20:23 - Leo Laporte (Host)
It doesn't always work if it does a three-pointer, then I'll be impressed.

20:27 - Larry Magid (Guest)
Remember, this is a car driving itself, a car that a consumer can buy for $38,000. That's what the new Model 3 costs if you buy the short-range version, and on any road. I mean, I drove it on dirt roads, I drove it on alleys. Did you have 12.3? I have 12.4. I had three, I had three and now I have four.

20:47 - Leo Laporte (Host)
So that's what I'm asking Is there a big jump? Cause Elon saying like this is what did he say? 12.4 is another big jump in capabilities.

20:55 - Larry Magid (Guest)
I haven't seen a big jump yet. I've seen some improvements, but, um, I think 12 point whatever is it, is it made it was a major light leap from 11. I mean, that's all I can say for sure. Yeah, at least in my tip. Yeah, and you know, again, I'm not about to sit in the back seat and let it take me somewhere. I, I'm definitely very much on top of it but well, that's, I guess, what I'm saying.

21:17 - Leo Laporte (Host)
in fact, that's exactly what the point I'm making, which is we've tempered our expectations. We know it's not going to drive us everywhere Right, it's assisting us, but it is a very useful partner in assisting us.

21:32 - Larry Magid (Guest)
Well, frankly, unlike what a lot of people say, it's dangerous. I actually feel a lot safer, especially on the highway, when I'm making a lane change and I've got all these cameras looking out for you to make sure that I'm not going to hit somebody as I make that lane change. So I use it and my eyes and my mirrors and so far it's never made a mistake on the highway like that. It once almost drove over a mattress. It has made some mistakes.

21:53 - Leo Laporte (Host)
Well, who hasn't almost driven over a mattress, exactly?

22:00 - Larry Magid (Guest)
It's never been a close call on a lane change.

22:02 - Leo Laporte (Host)
It's okay if the mattress is in the highway. It's different if the mattress is at home. Let's just say there's a qualitative difference in the driving. I've had my car. I had a Tesla which my wife called Christine because it would try to hit her in the head, it would drive her off the road, oh yeah you had the Model X.

ENTRIES SHOWN:

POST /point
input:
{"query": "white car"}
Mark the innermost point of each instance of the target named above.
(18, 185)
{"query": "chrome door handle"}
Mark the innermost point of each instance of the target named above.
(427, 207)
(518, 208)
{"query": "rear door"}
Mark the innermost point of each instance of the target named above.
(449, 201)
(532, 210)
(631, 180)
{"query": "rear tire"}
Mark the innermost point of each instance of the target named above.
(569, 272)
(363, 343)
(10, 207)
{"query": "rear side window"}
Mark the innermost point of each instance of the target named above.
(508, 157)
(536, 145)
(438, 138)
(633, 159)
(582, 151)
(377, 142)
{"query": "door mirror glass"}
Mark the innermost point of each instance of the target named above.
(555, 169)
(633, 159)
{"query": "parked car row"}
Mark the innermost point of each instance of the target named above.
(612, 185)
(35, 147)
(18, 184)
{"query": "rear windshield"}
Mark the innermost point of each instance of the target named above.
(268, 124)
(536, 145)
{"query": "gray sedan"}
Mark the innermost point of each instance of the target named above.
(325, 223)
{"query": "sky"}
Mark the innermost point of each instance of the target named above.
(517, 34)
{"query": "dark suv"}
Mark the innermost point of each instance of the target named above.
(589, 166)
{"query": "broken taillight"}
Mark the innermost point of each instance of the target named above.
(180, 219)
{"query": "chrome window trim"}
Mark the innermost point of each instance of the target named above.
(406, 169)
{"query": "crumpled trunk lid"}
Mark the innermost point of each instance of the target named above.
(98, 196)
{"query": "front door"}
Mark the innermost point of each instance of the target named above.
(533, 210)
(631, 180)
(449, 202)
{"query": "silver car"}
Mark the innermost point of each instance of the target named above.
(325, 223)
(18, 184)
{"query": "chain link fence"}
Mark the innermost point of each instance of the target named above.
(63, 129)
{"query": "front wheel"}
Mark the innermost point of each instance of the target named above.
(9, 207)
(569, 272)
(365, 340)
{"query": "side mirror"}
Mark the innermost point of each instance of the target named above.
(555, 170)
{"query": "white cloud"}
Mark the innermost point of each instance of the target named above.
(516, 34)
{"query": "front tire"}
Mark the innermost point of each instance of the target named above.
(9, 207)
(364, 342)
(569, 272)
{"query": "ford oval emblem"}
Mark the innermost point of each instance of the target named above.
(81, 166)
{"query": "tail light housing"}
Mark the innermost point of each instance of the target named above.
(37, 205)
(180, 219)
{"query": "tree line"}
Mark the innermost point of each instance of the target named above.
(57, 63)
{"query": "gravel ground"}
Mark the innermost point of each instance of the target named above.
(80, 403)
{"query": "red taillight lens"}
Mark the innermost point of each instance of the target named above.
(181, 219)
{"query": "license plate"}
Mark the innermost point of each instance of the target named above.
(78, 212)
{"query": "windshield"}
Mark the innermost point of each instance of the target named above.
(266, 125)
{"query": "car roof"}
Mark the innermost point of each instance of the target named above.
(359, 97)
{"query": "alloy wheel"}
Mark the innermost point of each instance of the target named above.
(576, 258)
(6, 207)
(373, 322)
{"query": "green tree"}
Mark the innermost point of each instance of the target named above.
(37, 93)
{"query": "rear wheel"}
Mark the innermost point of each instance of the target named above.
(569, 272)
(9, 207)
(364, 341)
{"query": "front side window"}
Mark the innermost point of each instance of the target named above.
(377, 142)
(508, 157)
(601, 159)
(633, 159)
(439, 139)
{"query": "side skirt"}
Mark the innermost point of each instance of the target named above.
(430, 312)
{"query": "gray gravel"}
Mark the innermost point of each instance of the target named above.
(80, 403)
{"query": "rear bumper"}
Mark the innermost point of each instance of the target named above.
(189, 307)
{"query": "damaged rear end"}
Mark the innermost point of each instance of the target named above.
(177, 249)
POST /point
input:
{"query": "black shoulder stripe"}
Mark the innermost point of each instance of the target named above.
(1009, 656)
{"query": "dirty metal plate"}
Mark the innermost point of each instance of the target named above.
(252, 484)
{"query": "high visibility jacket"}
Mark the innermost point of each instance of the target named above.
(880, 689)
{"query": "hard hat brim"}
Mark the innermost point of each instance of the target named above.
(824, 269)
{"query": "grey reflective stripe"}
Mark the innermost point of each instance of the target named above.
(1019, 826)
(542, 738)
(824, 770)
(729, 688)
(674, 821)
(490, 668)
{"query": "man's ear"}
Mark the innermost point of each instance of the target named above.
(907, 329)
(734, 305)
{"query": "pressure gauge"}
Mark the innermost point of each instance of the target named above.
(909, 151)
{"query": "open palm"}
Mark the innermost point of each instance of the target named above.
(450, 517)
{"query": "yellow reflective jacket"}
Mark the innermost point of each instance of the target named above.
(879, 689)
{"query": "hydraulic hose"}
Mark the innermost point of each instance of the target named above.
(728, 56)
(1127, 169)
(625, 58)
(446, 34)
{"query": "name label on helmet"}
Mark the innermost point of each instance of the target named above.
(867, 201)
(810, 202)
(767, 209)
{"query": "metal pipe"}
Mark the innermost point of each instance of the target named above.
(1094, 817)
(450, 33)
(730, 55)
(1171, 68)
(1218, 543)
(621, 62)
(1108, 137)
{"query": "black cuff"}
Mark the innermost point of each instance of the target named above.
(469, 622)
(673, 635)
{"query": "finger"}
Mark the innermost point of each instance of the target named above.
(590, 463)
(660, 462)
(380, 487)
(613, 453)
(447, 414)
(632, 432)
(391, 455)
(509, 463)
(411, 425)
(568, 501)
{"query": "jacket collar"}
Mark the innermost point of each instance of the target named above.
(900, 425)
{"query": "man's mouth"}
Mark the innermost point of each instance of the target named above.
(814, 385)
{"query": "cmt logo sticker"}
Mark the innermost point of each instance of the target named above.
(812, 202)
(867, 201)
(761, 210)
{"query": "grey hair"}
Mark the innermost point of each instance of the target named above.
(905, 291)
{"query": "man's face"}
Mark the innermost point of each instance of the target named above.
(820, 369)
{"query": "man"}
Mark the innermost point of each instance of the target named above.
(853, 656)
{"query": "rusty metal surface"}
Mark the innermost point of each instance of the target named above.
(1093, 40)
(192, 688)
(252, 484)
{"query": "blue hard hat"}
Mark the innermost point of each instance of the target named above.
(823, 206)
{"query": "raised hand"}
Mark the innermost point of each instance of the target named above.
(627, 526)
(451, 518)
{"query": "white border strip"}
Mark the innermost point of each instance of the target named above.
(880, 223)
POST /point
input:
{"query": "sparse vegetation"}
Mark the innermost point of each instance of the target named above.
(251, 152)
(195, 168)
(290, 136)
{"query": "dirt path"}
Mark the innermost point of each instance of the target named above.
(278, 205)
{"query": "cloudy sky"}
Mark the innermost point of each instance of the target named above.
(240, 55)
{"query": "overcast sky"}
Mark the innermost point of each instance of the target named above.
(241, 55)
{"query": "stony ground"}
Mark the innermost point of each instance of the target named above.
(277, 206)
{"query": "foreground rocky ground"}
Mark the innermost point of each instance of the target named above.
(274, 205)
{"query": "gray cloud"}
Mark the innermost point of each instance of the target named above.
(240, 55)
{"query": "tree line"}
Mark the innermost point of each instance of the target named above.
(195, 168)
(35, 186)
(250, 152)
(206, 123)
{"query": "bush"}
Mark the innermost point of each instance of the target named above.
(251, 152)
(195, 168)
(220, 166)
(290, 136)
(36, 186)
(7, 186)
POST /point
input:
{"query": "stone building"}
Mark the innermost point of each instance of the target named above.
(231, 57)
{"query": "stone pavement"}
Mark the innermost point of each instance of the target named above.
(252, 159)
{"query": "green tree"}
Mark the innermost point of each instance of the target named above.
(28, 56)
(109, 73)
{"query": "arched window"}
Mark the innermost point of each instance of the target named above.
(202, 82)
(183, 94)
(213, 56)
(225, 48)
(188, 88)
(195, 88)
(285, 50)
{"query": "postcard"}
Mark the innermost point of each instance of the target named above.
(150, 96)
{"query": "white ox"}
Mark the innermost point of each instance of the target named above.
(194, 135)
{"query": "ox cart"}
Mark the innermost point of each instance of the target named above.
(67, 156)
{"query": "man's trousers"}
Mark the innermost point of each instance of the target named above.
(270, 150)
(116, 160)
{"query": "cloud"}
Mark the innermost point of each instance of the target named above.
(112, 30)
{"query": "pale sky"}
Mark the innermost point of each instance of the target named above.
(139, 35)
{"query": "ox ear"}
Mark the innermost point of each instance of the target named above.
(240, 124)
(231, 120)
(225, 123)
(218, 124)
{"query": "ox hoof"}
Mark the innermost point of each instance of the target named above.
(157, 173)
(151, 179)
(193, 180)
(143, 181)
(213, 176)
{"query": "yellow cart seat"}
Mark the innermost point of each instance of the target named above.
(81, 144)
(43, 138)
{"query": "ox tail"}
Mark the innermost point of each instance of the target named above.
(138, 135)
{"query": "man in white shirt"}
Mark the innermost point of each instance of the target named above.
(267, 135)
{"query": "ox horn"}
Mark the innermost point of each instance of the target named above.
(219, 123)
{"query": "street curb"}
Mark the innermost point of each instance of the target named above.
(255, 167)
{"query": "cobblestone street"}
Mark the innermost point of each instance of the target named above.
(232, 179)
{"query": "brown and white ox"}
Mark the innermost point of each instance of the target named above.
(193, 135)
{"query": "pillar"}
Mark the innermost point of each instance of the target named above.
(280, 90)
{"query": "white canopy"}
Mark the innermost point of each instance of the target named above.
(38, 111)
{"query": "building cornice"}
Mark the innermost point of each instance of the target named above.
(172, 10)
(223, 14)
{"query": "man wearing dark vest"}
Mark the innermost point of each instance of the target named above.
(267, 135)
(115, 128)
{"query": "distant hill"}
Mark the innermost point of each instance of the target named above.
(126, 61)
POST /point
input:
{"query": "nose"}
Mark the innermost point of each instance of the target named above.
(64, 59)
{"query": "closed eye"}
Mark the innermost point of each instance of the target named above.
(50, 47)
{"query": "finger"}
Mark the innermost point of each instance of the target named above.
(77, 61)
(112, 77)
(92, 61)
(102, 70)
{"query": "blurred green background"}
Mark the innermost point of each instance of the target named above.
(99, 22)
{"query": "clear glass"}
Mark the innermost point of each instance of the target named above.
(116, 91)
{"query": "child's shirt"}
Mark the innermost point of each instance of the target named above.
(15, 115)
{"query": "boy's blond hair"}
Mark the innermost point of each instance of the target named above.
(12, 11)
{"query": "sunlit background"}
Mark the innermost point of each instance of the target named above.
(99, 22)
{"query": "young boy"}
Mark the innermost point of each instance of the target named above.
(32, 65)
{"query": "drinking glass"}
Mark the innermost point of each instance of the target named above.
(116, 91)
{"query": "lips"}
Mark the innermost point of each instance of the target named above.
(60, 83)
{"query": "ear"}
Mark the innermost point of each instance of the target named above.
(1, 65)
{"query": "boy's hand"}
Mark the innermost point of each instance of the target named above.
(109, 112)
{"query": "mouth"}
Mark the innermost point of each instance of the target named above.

TASK: Transcribe the stretch of the podcast transcript from "20:23 - Leo" through "20:47 - Leo Laporte (Host)", word for word.

SOLUTION TO THIS TASK:
20:23 - Leo Laporte (Host)
It doesn't always work if it does a three-pointer, then I'll be impressed.

20:27 - Larry Magid (Guest)
Remember, this is a car driving itself, a car that a consumer can buy for $38,000. That's what the new Model 3 costs if you buy the short-range version, and on any road. I mean, I drove it on dirt roads, I drove it on alleys. Did you have 12.3? I have 12.4. I had three, I had three and now I have four.

20:47 - Leo Laporte (Host)